- Problem details
Print each entry again exactly as written, and keep the pictures out.

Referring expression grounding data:
- Opening Delimiter -

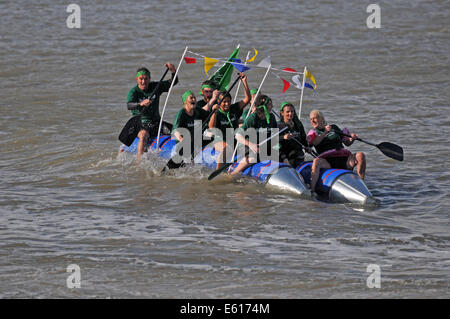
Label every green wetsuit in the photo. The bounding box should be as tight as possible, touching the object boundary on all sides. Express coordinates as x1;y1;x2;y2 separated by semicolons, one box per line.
239;112;278;133
172;106;210;142
236;112;278;158
126;74;178;125
278;119;308;167
195;100;207;109
211;102;242;140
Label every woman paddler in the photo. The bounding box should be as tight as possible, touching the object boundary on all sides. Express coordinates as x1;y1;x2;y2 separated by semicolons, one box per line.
278;102;310;168
171;91;214;162
208;73;251;170
307;109;366;193
239;88;260;126
230;94;278;176
172;91;212;142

- Closing Delimiter -

- Result below
Label every green wetsuit in the photo. The bounding box should be as tight as possible, touching the object boundary on all sides. Express coordinates as x1;y1;x2;y2 separated by semicolons, one box per line.
239;112;278;133
172;106;210;142
236;112;278;158
126;74;178;125
278;119;308;167
195;100;207;109
211;102;242;140
Label every woman paddler in the photo. The bounding box should be as tight as possible, touching the object boundary on all sides. Express coordinates as x1;y1;x2;y2 separated by semicolons, one box per line.
278;102;310;168
171;91;214;162
208;73;251;170
307;109;366;193
239;88;260;126
230;94;278;176
172;91;212;142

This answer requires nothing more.